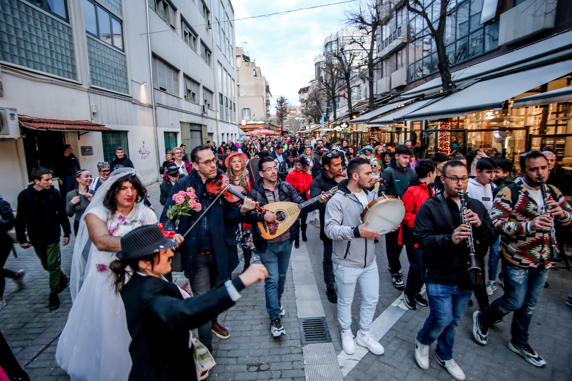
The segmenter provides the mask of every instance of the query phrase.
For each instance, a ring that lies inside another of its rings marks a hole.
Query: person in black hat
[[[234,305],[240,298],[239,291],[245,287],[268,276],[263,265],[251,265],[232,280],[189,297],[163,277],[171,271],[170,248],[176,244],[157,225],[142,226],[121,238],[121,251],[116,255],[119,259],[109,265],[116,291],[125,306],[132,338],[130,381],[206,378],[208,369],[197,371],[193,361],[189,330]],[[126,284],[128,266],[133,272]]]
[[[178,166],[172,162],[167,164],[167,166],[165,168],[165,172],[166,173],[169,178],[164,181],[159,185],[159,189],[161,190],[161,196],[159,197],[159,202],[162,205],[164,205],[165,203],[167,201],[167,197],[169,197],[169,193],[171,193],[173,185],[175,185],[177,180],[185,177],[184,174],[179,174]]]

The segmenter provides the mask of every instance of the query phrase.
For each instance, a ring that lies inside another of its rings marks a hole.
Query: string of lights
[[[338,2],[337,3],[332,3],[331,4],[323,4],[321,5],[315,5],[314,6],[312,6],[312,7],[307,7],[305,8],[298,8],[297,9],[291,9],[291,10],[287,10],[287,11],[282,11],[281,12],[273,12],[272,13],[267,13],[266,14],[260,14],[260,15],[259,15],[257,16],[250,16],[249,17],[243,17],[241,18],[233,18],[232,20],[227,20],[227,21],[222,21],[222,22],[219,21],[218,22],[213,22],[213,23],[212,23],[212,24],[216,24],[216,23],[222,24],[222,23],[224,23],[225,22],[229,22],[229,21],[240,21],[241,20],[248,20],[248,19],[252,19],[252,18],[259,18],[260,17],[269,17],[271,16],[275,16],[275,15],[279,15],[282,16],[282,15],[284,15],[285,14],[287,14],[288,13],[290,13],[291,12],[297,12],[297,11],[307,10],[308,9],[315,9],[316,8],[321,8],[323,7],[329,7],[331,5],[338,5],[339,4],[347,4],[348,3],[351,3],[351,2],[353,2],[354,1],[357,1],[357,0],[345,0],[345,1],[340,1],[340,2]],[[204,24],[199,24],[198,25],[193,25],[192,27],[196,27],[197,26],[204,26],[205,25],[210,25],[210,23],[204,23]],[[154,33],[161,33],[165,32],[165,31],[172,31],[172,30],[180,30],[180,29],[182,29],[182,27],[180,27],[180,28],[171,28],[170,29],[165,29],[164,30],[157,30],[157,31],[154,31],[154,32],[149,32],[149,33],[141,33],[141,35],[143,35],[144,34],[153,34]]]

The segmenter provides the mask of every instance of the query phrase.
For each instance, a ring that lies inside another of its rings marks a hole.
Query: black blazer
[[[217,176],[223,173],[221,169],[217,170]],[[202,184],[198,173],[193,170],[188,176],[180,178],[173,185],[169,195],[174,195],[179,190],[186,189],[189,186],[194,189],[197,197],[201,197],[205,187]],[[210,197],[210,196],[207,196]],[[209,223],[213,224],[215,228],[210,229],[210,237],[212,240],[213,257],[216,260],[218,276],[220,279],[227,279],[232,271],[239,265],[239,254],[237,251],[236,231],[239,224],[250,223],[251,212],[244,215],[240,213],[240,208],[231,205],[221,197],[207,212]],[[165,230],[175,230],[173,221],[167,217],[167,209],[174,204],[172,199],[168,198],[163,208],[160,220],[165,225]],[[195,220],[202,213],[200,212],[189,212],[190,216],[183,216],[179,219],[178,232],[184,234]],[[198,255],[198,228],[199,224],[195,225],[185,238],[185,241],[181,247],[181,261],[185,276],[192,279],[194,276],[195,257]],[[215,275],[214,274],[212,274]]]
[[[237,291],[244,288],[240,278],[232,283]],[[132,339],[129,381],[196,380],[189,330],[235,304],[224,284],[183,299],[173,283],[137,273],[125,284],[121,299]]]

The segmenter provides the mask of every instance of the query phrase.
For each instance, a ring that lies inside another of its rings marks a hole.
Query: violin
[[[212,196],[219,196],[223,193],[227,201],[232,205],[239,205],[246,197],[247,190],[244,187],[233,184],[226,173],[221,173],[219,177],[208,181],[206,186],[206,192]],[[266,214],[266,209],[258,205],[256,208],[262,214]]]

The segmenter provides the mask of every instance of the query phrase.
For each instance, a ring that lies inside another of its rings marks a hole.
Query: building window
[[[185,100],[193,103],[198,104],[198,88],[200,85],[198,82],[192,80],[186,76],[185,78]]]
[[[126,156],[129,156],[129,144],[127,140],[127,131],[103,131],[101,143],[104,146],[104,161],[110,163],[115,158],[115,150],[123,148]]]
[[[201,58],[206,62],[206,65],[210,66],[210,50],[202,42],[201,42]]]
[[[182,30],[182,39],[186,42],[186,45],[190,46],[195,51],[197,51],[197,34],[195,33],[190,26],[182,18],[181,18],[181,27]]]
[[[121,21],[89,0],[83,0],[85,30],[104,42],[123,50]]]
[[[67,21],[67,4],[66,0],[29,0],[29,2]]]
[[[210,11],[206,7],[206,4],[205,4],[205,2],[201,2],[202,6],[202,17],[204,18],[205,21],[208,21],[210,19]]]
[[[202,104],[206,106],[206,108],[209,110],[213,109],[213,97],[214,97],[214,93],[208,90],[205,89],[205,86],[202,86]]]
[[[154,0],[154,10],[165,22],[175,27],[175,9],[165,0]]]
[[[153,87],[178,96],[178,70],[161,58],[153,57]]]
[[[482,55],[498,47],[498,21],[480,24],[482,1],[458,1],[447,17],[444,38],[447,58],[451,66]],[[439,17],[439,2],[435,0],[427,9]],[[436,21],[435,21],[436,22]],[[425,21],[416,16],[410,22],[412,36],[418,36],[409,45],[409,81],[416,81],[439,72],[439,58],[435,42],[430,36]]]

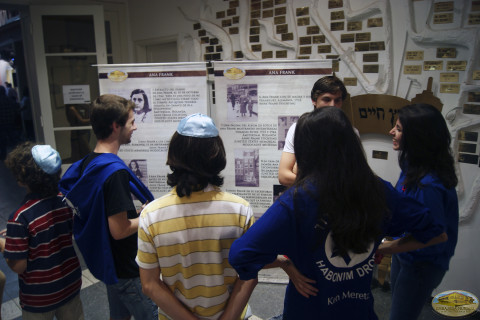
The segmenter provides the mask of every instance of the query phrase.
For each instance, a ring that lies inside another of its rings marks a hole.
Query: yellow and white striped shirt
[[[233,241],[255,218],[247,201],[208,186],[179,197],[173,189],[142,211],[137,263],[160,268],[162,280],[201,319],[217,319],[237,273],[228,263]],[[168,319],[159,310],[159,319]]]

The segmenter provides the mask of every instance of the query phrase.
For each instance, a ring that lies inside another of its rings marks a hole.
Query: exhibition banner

········

Copy the listing from its first line through the line containing "Query: person in black hat", changing "instance" to "occurrence" and keeping everything else the same. Leave the pictures out of your copy.

The segmenter provides the mask of every occurrence of the query phrase.
For each occurrence, a ring that lies inside another of its rings marks a hole.
Query: person in black hat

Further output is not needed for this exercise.